## What is required
Quote every line of the material beneath this one.

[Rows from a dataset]
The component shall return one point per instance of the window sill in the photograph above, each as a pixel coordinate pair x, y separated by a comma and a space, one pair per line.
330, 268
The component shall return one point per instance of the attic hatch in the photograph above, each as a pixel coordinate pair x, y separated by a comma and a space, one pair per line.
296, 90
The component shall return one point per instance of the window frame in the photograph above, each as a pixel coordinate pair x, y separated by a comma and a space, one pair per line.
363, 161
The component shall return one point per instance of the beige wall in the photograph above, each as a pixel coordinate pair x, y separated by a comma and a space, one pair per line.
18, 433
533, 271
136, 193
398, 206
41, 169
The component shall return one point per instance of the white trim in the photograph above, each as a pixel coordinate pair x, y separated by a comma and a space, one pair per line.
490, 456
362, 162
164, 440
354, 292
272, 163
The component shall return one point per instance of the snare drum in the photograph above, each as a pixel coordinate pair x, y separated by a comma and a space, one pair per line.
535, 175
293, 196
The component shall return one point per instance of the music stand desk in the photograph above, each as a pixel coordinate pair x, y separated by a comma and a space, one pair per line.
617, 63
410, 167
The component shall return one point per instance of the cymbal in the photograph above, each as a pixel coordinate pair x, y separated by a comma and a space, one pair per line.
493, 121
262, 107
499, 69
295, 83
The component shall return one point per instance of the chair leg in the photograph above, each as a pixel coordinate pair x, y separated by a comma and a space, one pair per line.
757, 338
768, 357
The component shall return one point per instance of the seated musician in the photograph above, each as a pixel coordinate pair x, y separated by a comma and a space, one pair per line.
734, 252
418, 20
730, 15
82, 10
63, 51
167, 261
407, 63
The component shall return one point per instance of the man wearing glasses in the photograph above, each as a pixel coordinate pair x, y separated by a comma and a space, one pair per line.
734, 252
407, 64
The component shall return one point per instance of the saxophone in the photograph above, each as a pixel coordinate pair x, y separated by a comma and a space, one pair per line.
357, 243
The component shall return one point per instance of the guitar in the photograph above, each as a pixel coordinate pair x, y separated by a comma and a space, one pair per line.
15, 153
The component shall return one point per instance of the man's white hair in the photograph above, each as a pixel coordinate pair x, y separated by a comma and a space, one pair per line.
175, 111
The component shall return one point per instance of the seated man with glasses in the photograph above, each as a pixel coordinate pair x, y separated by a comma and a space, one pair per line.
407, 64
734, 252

## Result of the task
The component shall return one point per instance of the window sill in the photograph above, each as a pixel coordinate pair x, y separated by a comma and a space, one pair per line.
330, 268
The component shall return one point per instance of the attic hatch in the photograph above, each as a pixel coordinate pair x, y separated by a comma and a space, one pair per line.
296, 90
The component shall return one point per instance of the window frame in the photograph above, each as a pixel coordinate pair x, y separated by a comma and a space, one pair per line.
363, 161
The component shall return one point per instance of the beige wall in the photograph above, each as a pixel coordinate pair x, y separated by a comma and a space, one pair per line.
18, 433
533, 271
136, 193
398, 206
41, 169
The component shall return one point per instance of the white trim in the photograph above, each as a pixel coordinate pair x, y separated by a comma and a space, one pair per line.
490, 456
362, 162
164, 440
354, 292
272, 163
The component shall return one point per instance of the snare drum in the photograph above, each as a pixel coordinate pair x, y separated by a comma and a space, one pair per line.
535, 175
293, 196
The component shall return one point per instance of the music stand desk in the photograph above, each as a pixel coordinate pair x, y separated by a comma and a space, one pair per line.
617, 63
410, 167
The component shall return one point per instance of the cymbal in the photograph above, each as a pixel coordinate pair x, y separated by a comma and a space, one pair per line.
493, 121
262, 107
499, 69
295, 83
The component shall return one point per instance of the chair leg in the photograph above, each as a pixel coordinate pair x, y separated by a comma and a space, one pair per line.
757, 338
768, 357
The component shall return one point per instance of the seated musician in the photograph above, each as a pixel coordinate pair x, y separated by a comma and a space, one pair per line.
734, 252
418, 20
730, 15
82, 10
63, 51
167, 261
407, 63
The component shall return one point per instance of the man wearing glasses in the photograph above, each as a pixel coordinate pair x, y separated by a comma and a space, one pair per line.
734, 252
407, 64
The component shall return one point per instance of the saxophone in the photograph above, each as a pixel coordinate pair x, y separated by a comma and a space, one pair per line.
357, 243
The component shall return one point per instance of the guitar in the photograph above, each as a pixel coordinate pair x, y separated by a comma and a space, one pair per line.
15, 153
The component shall return one point per instance of the man's white hair in the photograph above, each as a pixel coordinate pair x, y separated by a comma and a space, one pair per line.
175, 111
The component shall return one point per instance of the seated man with glasses in the photograph above, each as a pixel coordinate pair x, y separated by a comma and a space, one pair per line.
407, 64
734, 252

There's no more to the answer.